(Position annotation material)
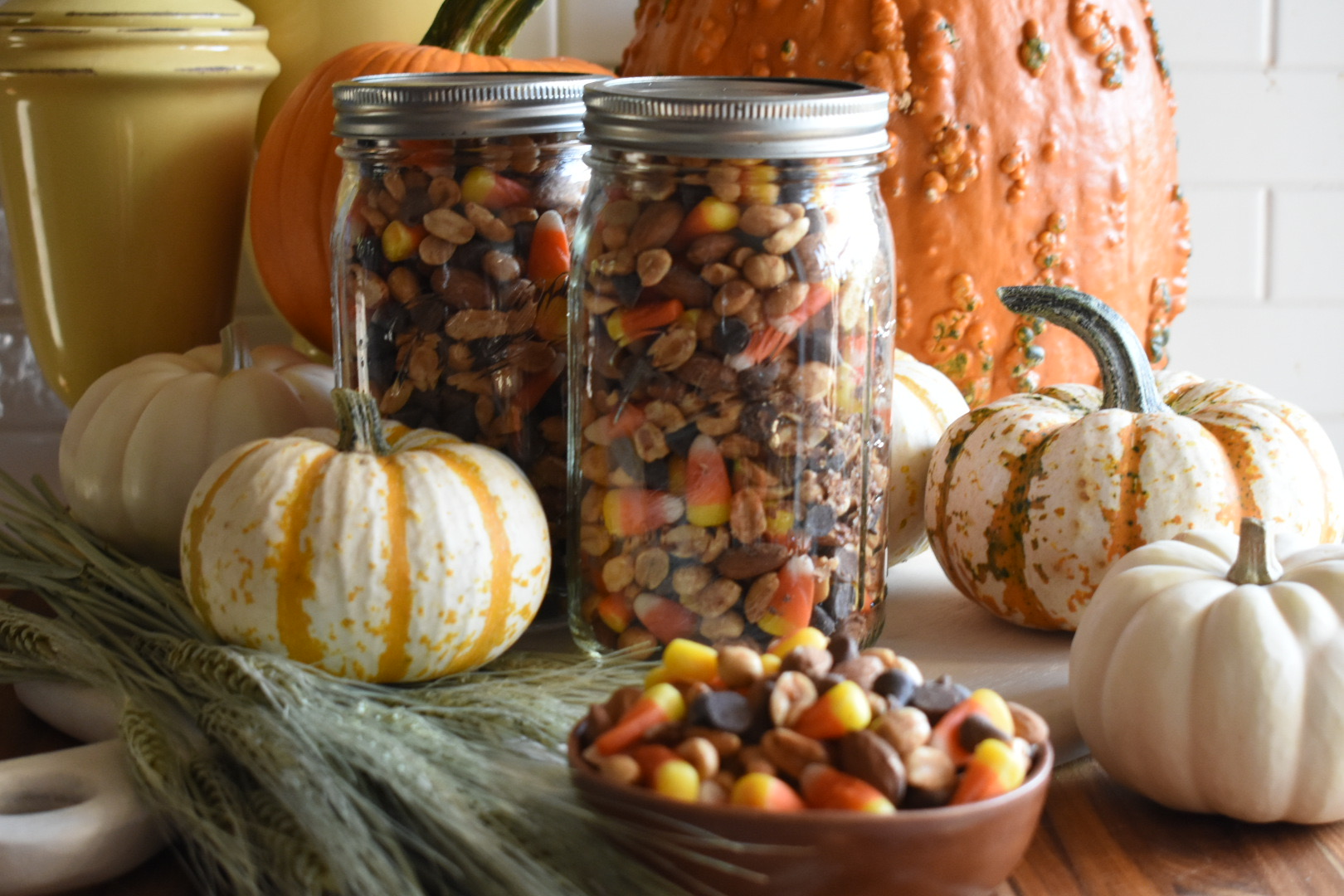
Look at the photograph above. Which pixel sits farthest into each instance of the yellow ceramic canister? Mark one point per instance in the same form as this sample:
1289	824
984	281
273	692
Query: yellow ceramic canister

* [YOUR TASK]: Write out the material above again, swapping "yellow ceramic canister" for "blue glass jar" at every occurrence and leaving all other text as it is. Omit the pictures.

* [EXPECTED OUTPUT]:
Look at the photograph above. Which pixel sits farthest into each instance of the blue glass jar? Mark one point per instance in the same form as this sample:
1289	824
984	281
273	692
Query: blue glass jar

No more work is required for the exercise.